* Data to examine *
----------------------------------------

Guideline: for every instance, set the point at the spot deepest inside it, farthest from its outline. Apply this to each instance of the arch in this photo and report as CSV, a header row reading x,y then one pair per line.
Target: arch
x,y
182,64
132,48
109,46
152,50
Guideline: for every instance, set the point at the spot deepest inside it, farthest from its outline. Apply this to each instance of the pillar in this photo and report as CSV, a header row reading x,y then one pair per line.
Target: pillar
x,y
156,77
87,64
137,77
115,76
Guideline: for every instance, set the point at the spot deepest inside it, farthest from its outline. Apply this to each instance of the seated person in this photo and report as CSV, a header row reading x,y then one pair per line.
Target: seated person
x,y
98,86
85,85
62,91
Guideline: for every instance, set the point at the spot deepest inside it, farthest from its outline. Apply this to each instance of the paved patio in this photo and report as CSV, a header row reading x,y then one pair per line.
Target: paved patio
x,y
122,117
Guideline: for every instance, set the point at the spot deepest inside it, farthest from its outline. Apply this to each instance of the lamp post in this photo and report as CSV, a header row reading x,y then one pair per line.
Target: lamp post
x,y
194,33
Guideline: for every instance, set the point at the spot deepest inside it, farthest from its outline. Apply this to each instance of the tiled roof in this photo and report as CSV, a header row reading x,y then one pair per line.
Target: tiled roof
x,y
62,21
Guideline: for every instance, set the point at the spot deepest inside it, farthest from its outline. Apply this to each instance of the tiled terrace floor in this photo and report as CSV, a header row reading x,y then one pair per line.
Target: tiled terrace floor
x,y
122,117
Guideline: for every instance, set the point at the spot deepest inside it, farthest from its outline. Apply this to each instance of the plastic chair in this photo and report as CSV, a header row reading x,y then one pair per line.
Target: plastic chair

----------------------------------------

* Task prompt *
From the listing above, extract all records word for word.

* Problem solution *
Guideline: for every instance, set the point at the spot deepest inside it, farthest from its outline. Apply this to each instance of the arch in this photo and report as CSV, a header row reading x,y then one pair per line.
Target: arch
x,y
182,64
132,48
109,46
152,50
Guideline: for every instance, set the point at the spot deepest inside it, farthest from its outline. Apply this to each instance of the pillar in this photo and report as CSV, a header row reading x,y then one pair per line.
Target: pillar
x,y
156,77
87,64
137,77
115,76
Guideline: for every instance, set the point at the spot deepest inside it, farthest from its outline. Apply this to each instance of the seated person in this photo and report as CSV, a header row reading x,y then one pair per line.
Target: seated person
x,y
98,86
85,85
62,91
Guideline: for every instance, set the point at the spot deepest inside it, farthest from its outline. Apply this to each instance of the paved patio in this photo and report as CSV, a header row reading x,y then one pair per line.
Target: paved patio
x,y
122,117
Guideline: for every instance, set the point at the spot deepest inside it, farthest from its outline. Apply this to each instance of the lamp post in this photo and report as CSV, a header row reading x,y then one pair per line.
Target: lamp post
x,y
194,33
Guideline: for every instance, set the point at the spot deepest inside it, farthest from its outline. Apply this to each instance of the tiled roof in this photo and report as CSV, a header row reading x,y then one pair per line.
Target: tiled roof
x,y
62,21
Guideline: for every instance, set the point at the spot deepest inside it, farthest from its outline. Apply this to each instance of the tiled terrace floor in this photo and report as CSV, a header row reading x,y then one pair per line.
Target: tiled terrace floor
x,y
122,117
Guideline: for every instance, set the point at the spot deepest inside it, farthest from its outline. Apply this to each instance of the plastic chair in this photo and report as CSV, a header row reading x,y then one pair per line.
Target: plastic chair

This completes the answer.